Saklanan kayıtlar
#####
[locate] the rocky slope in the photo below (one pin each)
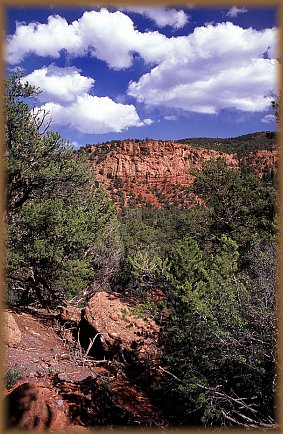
(78, 368)
(159, 172)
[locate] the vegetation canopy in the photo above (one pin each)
(214, 264)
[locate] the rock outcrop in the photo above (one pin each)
(12, 333)
(138, 172)
(121, 331)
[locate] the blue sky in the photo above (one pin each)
(157, 72)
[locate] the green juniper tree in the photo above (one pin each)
(54, 212)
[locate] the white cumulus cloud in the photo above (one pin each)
(93, 115)
(222, 67)
(59, 84)
(234, 11)
(162, 16)
(268, 119)
(67, 102)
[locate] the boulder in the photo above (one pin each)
(31, 406)
(12, 333)
(70, 314)
(120, 330)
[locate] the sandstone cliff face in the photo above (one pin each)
(148, 169)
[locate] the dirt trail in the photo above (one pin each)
(44, 358)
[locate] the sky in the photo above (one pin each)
(164, 73)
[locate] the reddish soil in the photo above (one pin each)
(88, 392)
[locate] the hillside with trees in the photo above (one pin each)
(198, 264)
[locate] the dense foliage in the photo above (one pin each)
(216, 265)
(58, 221)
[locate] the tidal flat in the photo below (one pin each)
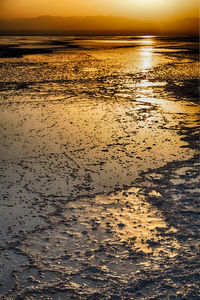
(99, 165)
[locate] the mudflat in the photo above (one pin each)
(99, 165)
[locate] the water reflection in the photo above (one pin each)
(147, 59)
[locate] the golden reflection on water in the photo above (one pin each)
(137, 221)
(147, 59)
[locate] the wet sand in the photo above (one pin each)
(99, 169)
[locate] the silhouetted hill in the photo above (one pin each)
(96, 25)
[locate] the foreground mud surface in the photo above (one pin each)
(99, 169)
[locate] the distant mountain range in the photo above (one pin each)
(97, 25)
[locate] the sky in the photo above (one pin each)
(138, 9)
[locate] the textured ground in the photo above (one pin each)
(99, 169)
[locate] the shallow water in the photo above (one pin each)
(99, 167)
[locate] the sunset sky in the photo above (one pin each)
(139, 9)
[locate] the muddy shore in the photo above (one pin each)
(100, 171)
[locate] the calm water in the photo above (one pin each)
(99, 165)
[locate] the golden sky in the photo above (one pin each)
(139, 9)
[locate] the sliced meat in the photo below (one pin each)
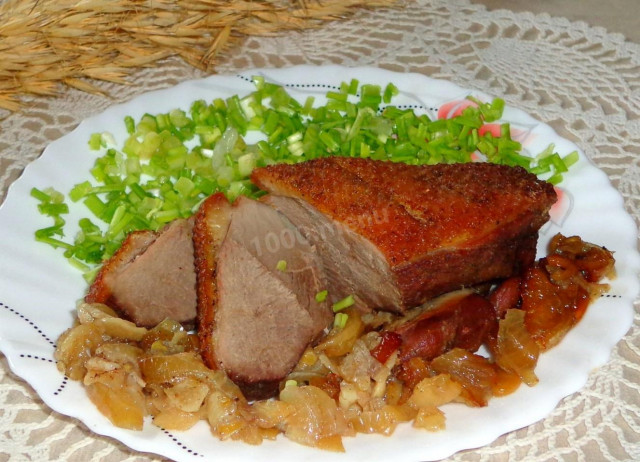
(256, 317)
(209, 230)
(461, 319)
(151, 277)
(427, 229)
(133, 245)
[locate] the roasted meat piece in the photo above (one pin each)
(257, 282)
(460, 319)
(396, 235)
(151, 277)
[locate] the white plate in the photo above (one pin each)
(38, 289)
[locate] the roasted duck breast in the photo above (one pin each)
(151, 277)
(395, 235)
(257, 282)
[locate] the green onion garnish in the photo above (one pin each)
(170, 162)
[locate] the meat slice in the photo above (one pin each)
(427, 229)
(256, 315)
(460, 319)
(209, 230)
(151, 277)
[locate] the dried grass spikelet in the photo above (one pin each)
(46, 43)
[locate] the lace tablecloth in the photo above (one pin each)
(581, 80)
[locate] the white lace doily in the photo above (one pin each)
(581, 80)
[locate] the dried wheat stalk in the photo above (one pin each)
(45, 44)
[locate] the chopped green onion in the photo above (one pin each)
(344, 303)
(171, 161)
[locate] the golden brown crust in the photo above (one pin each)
(133, 245)
(439, 227)
(406, 210)
(211, 223)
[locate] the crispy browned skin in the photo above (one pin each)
(132, 246)
(210, 227)
(439, 227)
(461, 320)
(151, 277)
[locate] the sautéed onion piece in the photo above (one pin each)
(339, 387)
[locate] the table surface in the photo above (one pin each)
(584, 58)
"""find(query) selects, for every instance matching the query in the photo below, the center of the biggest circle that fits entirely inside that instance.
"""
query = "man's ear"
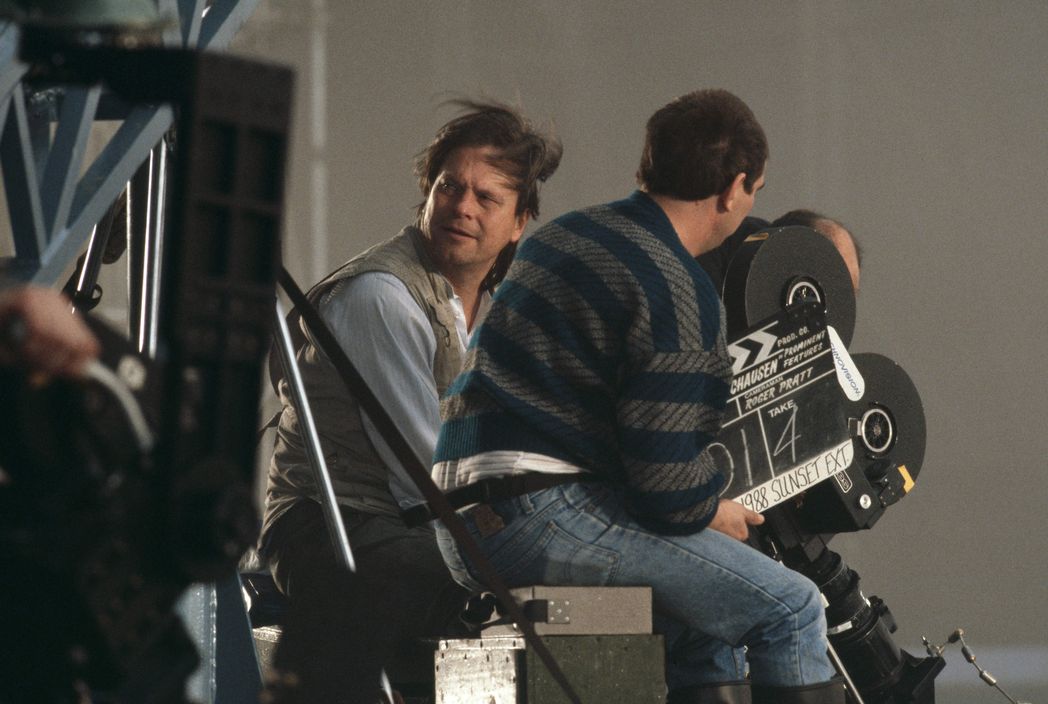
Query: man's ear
(521, 224)
(727, 199)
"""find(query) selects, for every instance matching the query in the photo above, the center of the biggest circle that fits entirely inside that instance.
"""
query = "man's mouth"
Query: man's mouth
(458, 232)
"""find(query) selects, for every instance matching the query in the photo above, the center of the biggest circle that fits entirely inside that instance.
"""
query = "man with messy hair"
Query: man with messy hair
(587, 407)
(402, 311)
#####
== Yapılacak iş ==
Yukarıdaki dökümün tamamını, boş satırları atlayarak numaralı bir listeye dönüştür. Resim satırlarını cevaba koyma.

== Görevin cevabı ==
1. [locate] the rocky slope in the photo below (one pin each)
2. (78, 368)
3. (159, 172)
4. [locate] the vegetation canopy in the photo above (one pin each)
5. (214, 264)
6. [locate] the rock outcrop in the photo above (one pin each)
7. (12, 333)
8. (138, 172)
9. (121, 331)
10. [locate] the blue sky in the photo above (one pin each)
11. (157, 72)
12. [locate] the green juniper tree in the photo above (one pin each)
13. (54, 212)
14. [locate] the white cumulus cloud in the photo above (one pin each)
15. (93, 115)
16. (222, 67)
17. (59, 84)
18. (234, 11)
19. (162, 16)
20. (268, 119)
21. (67, 102)
22. [locate] the boulder in the photo above (one pin each)
23. (31, 406)
24. (12, 333)
25. (70, 314)
26. (120, 330)
27. [locate] the sandstone cliff face in the photo above (one pin each)
28. (148, 169)
29. [locate] the dirt trail in the photo above (one pin each)
30. (44, 358)
31. [locate] the sky in the photo above (one pin each)
32. (164, 73)
33. [locate] the reddish soil in the photo above (one pin each)
34. (88, 392)
35. [locate] the hillside with trees in the photo above (one pin each)
36. (198, 264)
37. [locate] the dense foliage in the photo above (one pin each)
38. (216, 265)
39. (58, 221)
40. [locate] the tidal flat in the photo below (one pin each)
41. (99, 165)
42. [locate] the mudflat in the photo above (one pin each)
43. (99, 165)
44. [locate] the water reflection in the photo above (one pin each)
45. (147, 59)
46. [locate] the golden reflection on water in the photo above (one pin each)
47. (137, 221)
48. (147, 59)
49. [locate] the wet sand in the photo above (one pin each)
50. (99, 169)
51. [locate] the silhouetted hill in the photo above (one pin each)
52. (96, 25)
53. [locate] the foreground mud surface in the photo above (one pin each)
54. (99, 169)
55. [locate] the distant mountain range in the photo above (one pin each)
56. (97, 25)
57. [locate] the sky in the photo above (one pin each)
58. (138, 9)
59. [locate] the textured ground in the photo above (one pin each)
60. (99, 169)
61. [locate] the shallow water in the photo above (one pin each)
62. (99, 167)
63. [locate] the sunset sky in the photo above (one pin each)
64. (139, 9)
65. [locate] the muddy shore in the photo above (one pin each)
66. (100, 171)
67. [locate] the calm water in the photo above (one pin each)
68. (99, 165)
69. [locate] the golden sky in the photo above (one pin each)
70. (139, 9)
71. [locate] the sliced meat in the photo below (one pin each)
72. (256, 317)
73. (209, 230)
74. (461, 319)
75. (151, 277)
76. (427, 229)
77. (133, 245)
78. [locate] the roasted meat piece in the photo above (one pin each)
79. (257, 282)
80. (460, 319)
81. (396, 235)
82. (151, 277)
83. [locate] the white plate in the photo above (one pin each)
84. (38, 289)
85. [locate] the roasted duck breast in the photo above (one pin each)
86. (151, 277)
87. (395, 235)
88. (257, 282)
89. [locate] the green onion garnish in the photo above (one pin each)
90. (170, 162)
91. [locate] the meat slice in the photo above (one pin each)
92. (427, 229)
93. (256, 315)
94. (460, 319)
95. (209, 230)
96. (151, 277)
97. [locate] the dried grass spikelet in the photo above (one pin each)
98. (46, 43)
99. [locate] the lace tablecloth in the photo above (one pin each)
100. (581, 80)
101. [locate] the white lace doily in the photo above (one pin each)
102. (581, 80)
103. [locate] the dried wheat stalk in the photo above (one pin each)
104. (45, 44)
105. [locate] the chopped green onion in the photo above (one pin each)
106. (344, 303)
107. (171, 161)
108. [locate] the golden brown crust in the photo above (one pin each)
109. (133, 245)
110. (439, 227)
111. (406, 210)
112. (211, 223)
113. [locate] the crispy browned skin in the photo above (one pin each)
114. (132, 246)
115. (210, 227)
116. (439, 227)
117. (461, 320)
118. (151, 277)
119. [locate] the sautéed onion piece in the photo above (one pin each)
120. (339, 387)
121. [locate] the table surface in the photo above (one pin each)
122. (584, 58)
123. """find(query) selects, for every instance matching the query in the photo below, the center of the biggest circle that fits entirely inside that instance.
124. """
125. query = "man's ear"
126. Query: man's ear
127. (521, 224)
128. (727, 199)
129. """find(query) selects, for every instance matching the query in the photo above, the center of the biggest circle that fits entirely inside that instance.
130. """
131. query = "man's mouth"
132. Query: man's mouth
133. (458, 232)
134. """find(query) selects, for every instance matching the query in the photo above, the center of the biggest circle that fits entirely inside that instance.
135. """
136. query = "man with messy hair"
137. Query: man with messy hair
138. (587, 407)
139. (402, 311)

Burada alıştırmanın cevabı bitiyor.